#### Objectif annoncé
Poursuivez l'article sur les Juifs éthiopiens de Gondar en reprenant le fil après sa dernière phrase.

#### Article
----------------

GONDAR: Le cimetière juif situé à flanc de coteau à Gondar, dans le Nord-Ouest de l'Ethiopie, n'avait pas vocation à devenir aussi grand. Les milliers d'Ethiopiens juifs qui y reposent avaient espéré vivre et mourir en Israël, mais ont été confrontés à des obstacles insurmontables.
« J'espère qu'Israël va prendre ses responsabilités avant que nous ne mourions tous ici », a expliqué Sitotaw Alene, 49 ans, lors d'une visite du cimetière de Gondar, dans la région Amhara, où sa sœur est enterrée.
« Nous tombons tous comme des feuilles » mortes, a-t-il ajouté.
Une récente opération conduite entre décembre et mars, au cours de laquelle 2 000 Ethiopiens juifs ont été transférés en Israël, est venue donner un peu de baume au cœur à la communauté.
Mais il s'agit là d'une petite fraction des candidats à l'immigration juive en Israël - et pour le moment, il n'y a pas d'autre opération prévue.
Pour Sitotaw, les autorités israéliennes doivent faire vite, avant qu'il ne soit trop tard pour lui et le reste de la communauté.
« Ce qui m'inquiète, c'est que le cimetière est presque plein », dit-il en désignant une section où les pierres tombales bleues et blanches surmontées de l'étoile de David empiètent sur les champs de blé voisins. D'ici peu, « nous n'aurons même plus de place pour une sépulture à nous ».

----------------

#### Extrait des données
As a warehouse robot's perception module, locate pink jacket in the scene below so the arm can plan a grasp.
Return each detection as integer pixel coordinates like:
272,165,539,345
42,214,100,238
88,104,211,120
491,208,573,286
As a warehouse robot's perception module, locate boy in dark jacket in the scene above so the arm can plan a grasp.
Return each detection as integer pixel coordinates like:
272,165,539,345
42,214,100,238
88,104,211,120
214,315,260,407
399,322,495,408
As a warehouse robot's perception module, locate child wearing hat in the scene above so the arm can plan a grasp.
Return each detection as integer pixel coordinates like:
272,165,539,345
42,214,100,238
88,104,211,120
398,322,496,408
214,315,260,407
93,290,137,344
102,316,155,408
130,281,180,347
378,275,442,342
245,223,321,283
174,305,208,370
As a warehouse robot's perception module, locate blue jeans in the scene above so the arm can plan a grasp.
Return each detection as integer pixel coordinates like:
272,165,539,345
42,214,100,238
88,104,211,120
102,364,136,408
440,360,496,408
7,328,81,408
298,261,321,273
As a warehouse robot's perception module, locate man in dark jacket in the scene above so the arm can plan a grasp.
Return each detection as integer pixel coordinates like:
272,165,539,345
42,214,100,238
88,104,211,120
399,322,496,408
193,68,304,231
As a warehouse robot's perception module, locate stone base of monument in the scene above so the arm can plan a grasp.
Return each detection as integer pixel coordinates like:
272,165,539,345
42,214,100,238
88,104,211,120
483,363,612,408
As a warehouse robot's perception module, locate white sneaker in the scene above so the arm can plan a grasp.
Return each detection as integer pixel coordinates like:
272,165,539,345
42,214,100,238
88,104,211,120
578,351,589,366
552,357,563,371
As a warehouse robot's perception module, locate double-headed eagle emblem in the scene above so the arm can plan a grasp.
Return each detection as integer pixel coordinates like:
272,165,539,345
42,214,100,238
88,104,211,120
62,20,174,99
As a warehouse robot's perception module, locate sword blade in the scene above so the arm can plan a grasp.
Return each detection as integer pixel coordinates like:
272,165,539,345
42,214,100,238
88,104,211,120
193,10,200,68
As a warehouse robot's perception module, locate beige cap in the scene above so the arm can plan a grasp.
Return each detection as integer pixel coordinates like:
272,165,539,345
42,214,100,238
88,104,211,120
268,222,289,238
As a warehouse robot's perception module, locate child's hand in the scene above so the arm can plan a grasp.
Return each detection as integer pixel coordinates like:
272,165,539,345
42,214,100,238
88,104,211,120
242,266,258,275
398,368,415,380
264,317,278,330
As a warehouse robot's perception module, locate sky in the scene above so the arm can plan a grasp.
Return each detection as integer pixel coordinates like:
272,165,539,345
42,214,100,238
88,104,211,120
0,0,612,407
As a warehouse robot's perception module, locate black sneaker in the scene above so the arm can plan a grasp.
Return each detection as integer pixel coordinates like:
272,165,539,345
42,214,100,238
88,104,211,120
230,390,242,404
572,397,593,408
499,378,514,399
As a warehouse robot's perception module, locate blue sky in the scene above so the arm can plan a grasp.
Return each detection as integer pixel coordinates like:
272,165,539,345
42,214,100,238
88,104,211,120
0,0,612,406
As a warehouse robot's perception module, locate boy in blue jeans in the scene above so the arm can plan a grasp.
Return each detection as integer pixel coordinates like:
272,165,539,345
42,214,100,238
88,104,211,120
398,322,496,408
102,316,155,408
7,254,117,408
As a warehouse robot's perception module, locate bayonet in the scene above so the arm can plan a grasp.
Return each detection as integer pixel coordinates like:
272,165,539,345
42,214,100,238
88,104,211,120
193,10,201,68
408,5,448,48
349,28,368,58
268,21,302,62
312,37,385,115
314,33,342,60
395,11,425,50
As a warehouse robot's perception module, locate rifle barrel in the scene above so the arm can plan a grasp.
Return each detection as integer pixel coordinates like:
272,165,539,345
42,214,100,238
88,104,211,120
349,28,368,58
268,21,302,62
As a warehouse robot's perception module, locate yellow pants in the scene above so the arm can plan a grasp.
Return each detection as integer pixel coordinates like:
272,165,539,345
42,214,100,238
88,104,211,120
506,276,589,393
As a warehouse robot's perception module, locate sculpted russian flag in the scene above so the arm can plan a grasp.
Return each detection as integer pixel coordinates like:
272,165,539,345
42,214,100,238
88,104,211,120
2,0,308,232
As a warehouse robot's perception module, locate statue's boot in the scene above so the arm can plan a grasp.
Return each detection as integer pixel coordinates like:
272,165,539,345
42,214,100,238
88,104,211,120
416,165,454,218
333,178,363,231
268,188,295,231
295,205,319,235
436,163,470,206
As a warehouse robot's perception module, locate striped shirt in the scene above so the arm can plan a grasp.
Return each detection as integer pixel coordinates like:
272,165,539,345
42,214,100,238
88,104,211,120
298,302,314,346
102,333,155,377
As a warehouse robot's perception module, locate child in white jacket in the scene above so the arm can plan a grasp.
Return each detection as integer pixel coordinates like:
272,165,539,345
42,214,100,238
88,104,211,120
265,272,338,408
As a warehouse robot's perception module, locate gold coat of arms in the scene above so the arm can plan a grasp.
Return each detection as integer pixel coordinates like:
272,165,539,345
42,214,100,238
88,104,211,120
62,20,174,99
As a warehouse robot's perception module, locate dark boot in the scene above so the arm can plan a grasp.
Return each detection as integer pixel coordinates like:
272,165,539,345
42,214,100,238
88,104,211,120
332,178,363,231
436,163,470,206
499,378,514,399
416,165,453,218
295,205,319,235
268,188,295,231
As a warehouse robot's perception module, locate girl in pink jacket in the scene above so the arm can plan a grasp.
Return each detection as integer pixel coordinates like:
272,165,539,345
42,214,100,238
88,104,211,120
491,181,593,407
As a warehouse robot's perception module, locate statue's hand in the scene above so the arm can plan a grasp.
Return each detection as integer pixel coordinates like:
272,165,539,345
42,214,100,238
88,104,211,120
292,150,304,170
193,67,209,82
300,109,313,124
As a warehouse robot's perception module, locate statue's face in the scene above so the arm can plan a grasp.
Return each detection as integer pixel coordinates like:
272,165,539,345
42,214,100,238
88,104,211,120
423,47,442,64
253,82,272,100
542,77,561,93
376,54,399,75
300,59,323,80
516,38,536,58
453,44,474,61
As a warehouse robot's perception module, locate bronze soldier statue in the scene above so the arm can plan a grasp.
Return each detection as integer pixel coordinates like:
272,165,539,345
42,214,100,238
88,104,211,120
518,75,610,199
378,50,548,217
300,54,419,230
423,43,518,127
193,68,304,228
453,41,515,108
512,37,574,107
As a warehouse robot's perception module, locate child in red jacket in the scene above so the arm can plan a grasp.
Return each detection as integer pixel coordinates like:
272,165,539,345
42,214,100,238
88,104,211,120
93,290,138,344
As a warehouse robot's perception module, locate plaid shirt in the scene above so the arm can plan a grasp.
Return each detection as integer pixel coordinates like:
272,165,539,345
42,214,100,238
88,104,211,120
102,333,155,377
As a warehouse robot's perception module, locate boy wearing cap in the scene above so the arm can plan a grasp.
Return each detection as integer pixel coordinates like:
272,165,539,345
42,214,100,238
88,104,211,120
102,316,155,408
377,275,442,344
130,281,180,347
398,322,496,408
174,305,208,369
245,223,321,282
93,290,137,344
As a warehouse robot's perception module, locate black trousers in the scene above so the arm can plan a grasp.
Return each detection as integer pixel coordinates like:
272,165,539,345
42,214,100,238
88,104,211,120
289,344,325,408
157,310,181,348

----------------

#### La réponse
Une grande partie de la communauté juive d'Ethiopie a pu gagner Israël dans les années 1980 et 1990.
Certains furent transférés à bord de vols secrets via les camps de réfugiés du Soudan voisin lors d'une audacieuse mission portée à l'écran dans le film « The Red Sea Diving Resort » (« Opération Brothers » en français, sorti en 2019).
Puis une autre opération baptisée « Salomon » permit de transporter près de 15 000 Ethiopiens vers Israël en 1991.
Partir coûte que coûte
Ceux qui sont restés en Ethiopie sont désignés comme des « Falashmoras », un terme péjoratif qui souligne leur statut de descendants de Juifs convertis au christianisme aux XVIIIe et XIXe siècles, pour beaucoup sous la contrainte.
S'ils se considèrent comme juifs, ils ne sont pas reconnus comme tels par les autorités rabbiniques et ne peuvent prétendre bénéficier de la « Loi du retour », qui garantit à tout Juif de pouvoir immigrer en Israël.
Ils ne peuvent gagner Israël qu'au titre de regroupement familial qui implique d'avoir déjà un parent installé sur place.
Les autorités israéliennes travaillent sur une liste d'attente de quelque 8 000 candidats à l'immigration.
Les responsables de la communauté juive d'Ethiopie assurent que leur nombre est bien supérieur : plus de 10 000 pour la seule ville de Gondar et environ 3 800 dans la capitale Addis Abeba.
A Gondar, les Ethiopiens juifs s'entassent dans des masures aux murs de boue séchée et aux toits en tôle ondulée, survivant essentiellement de petits boulots.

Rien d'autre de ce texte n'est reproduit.